Technical Note 2

The first phase of my Summer of Protocols project entails a massive refactor of a piece of code which I am currently calling the Content Swiss Army Knife, or Intertwingler. The objective is to take it from an artifact that could be described as akin to a breadboard or laboratory for experiments, to a load-bearing software library and concomitant daemon, with a sensible command-line interface.

The current state of Intertwingler is that it acts as a static website generator, merging a graph database with a directory full of files and producing a different (and disposable) directory full of files, which can be uploaded en masse to a Web server. Intertwingler marshals a Resolver which maps the durable identifiers used internally, to human-friendly HTTP URLs, and tracks their naming history. It also generates certain special resources whole-cloth, such as indexes and feeds.

We want to be able to display, as Web pages (and potentially other representations), arbitrary patches—the immediate neighbour statements radiating from a subject URI—from the graph database. These are the elementary building blocks of dense hypermedia.
We want to be able to modify an online instance of the graph database through a Web interface. (This means it will have to be a live Web application.)
We also want to be able to store and retrieve opaque information resources, such as ordinary files—media files in particular.
When those opaque objects happen to be in amenable formats (such as HTML), we want to merge them with relevant (meta)data from the graph.
We want to be able to treat all resource representations uniformly, whether they originate in files, or are generated by code, and everything in between.
We also want to be able to transform the representations of these resources in certain principled ways.

I have elected to respond to these desiderata the following way:

Introduce the concept of a Source: you give it a URI (not necessarily an HTTP(S) URL!) and a set of preferences, it responds with a representation.
Make all representation-producing code use a unified Source interface, whether it plucks them from the file system, fetches them remotely, or generates them outright.
Create an explicit Representation class that behaves as a monad-like construct that wraps the byte segment (or more likely an IO object) plus certain essential metadata, along with a cached, parsed representation, which is lazy-loaded when one or more Transform operations are present in the pipeline.
Introduce the concept of a rendering Surface.
Modularize the static site generation functionality as a specialization of a generic Surface interface.
Create a Web application module as a subclass of Surface.
Expand the Resolver to handle Transform sequences.
Move markup-generation and decoration processes into Transform instances.

Extracted records:

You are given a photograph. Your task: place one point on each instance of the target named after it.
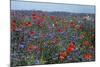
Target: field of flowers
(39, 37)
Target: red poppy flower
(13, 25)
(72, 24)
(28, 24)
(62, 55)
(88, 56)
(70, 48)
(59, 30)
(81, 36)
(32, 48)
(32, 33)
(52, 17)
(86, 43)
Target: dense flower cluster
(41, 38)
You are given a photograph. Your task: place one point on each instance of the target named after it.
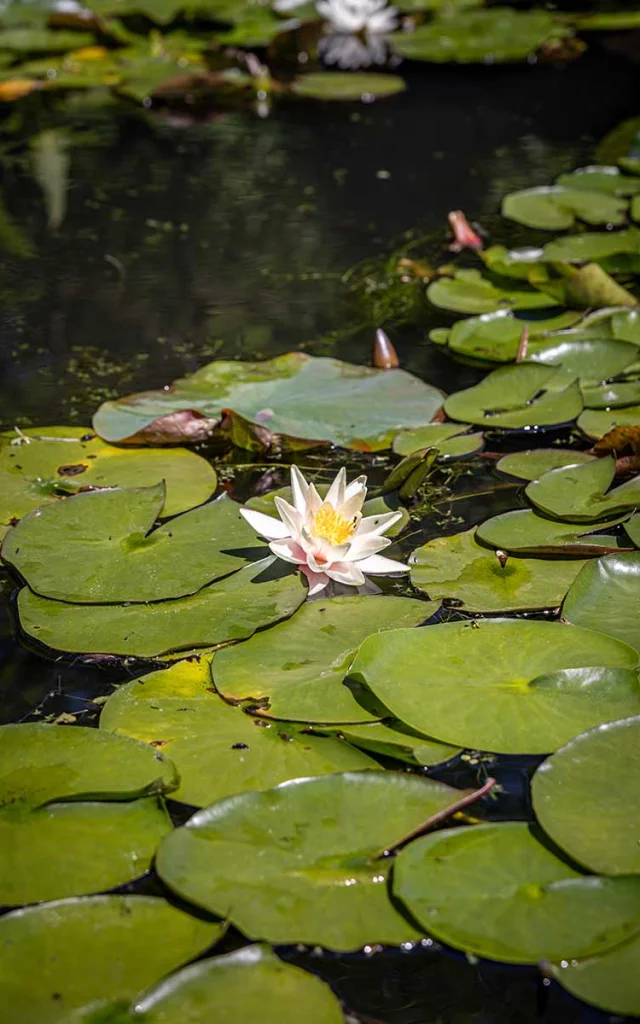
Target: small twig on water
(469, 798)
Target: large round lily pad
(493, 36)
(295, 395)
(496, 891)
(320, 878)
(55, 461)
(251, 985)
(217, 749)
(458, 567)
(516, 397)
(531, 464)
(581, 493)
(556, 208)
(452, 440)
(100, 548)
(610, 981)
(523, 530)
(91, 953)
(605, 596)
(587, 798)
(229, 609)
(597, 422)
(73, 849)
(70, 820)
(469, 292)
(296, 670)
(504, 685)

Task prompt: Based on the technical note, explain in one to three sentences why Intertwingler will need to become a live Web application. The records have no connection to the technical note.

Exercise answer: One of the goals is to be able to modify an online instance of the graph database through a Web interface. That requirement means Intertwingler can no longer act only as a static website generator and will have to run as a live Web application.